Work instructions = A line containing "Identify every instance of the green foliage" appears in the material below. Return exactly every line from the first through that one, and only those.

Top of Data for the task

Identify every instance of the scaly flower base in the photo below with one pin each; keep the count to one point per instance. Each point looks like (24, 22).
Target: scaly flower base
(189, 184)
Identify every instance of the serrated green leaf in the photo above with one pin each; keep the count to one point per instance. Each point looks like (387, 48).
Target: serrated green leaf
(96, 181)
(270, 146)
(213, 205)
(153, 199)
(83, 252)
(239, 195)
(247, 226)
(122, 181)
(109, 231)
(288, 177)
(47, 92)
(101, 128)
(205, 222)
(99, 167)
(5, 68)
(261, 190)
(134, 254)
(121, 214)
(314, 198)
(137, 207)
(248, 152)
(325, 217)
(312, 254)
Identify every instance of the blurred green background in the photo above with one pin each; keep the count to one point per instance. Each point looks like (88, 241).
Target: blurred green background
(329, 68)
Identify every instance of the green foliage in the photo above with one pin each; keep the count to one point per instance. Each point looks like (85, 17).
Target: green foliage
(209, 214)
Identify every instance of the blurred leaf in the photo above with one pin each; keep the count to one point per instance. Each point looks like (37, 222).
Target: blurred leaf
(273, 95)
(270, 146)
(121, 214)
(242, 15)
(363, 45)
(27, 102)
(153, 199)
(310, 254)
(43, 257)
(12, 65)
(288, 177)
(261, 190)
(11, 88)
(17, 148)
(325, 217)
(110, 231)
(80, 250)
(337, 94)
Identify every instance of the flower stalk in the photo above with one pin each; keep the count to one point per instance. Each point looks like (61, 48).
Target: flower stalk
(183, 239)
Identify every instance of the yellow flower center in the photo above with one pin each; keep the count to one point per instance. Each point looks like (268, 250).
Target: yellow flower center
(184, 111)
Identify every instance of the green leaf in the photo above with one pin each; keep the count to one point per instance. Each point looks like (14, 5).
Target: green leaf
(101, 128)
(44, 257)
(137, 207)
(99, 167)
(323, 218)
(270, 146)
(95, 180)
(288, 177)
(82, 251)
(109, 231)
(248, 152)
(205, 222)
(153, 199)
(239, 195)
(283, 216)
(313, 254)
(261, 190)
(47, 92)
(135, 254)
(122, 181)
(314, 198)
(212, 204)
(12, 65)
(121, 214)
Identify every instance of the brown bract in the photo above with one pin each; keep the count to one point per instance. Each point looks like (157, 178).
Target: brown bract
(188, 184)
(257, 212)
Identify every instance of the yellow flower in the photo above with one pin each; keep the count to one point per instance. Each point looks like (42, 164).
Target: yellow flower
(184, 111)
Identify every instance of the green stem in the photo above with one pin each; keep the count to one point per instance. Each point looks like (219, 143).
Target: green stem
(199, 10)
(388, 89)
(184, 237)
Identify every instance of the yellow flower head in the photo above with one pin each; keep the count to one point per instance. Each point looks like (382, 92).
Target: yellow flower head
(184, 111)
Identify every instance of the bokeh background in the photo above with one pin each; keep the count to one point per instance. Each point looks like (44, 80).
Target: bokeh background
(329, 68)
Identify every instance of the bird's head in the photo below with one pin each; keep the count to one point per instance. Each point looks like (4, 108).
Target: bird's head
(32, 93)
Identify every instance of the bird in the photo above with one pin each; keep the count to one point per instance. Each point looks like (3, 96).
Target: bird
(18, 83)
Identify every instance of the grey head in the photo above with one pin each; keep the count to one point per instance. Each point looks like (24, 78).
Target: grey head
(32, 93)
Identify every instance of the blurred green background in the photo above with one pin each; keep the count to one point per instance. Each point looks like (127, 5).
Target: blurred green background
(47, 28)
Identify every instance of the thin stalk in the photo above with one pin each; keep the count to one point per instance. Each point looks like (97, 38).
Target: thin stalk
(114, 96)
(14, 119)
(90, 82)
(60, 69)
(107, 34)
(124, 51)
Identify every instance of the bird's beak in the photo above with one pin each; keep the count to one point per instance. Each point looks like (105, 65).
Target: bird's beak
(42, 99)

Bottom of Data for the task

Response to this exercise =
Identify every instance of the scaly flower base in the photo below with one pin each; keep the count to one point per instance. Each point looks like (24, 22).
Target: scaly flower base
(189, 184)
Identify every instance of the serrated green leaf in the photo above with one pin each; keep the count to one point per instance. Each point looks like (387, 48).
Target: serrated green leaf
(96, 181)
(270, 146)
(213, 205)
(153, 199)
(83, 252)
(239, 195)
(247, 226)
(122, 181)
(109, 231)
(288, 177)
(47, 92)
(101, 128)
(205, 222)
(99, 167)
(5, 68)
(261, 190)
(134, 254)
(121, 214)
(314, 198)
(137, 207)
(248, 152)
(325, 217)
(312, 254)
Identify every instance of the blurred green background in the photo above with one pin each; keep the count to one point per instance. Each point looks like (88, 241).
Target: blurred green background
(329, 68)
Identify every instance of the green foliage in the photo above with one pin each; keep the count to one point per instance. Each point looks like (85, 17).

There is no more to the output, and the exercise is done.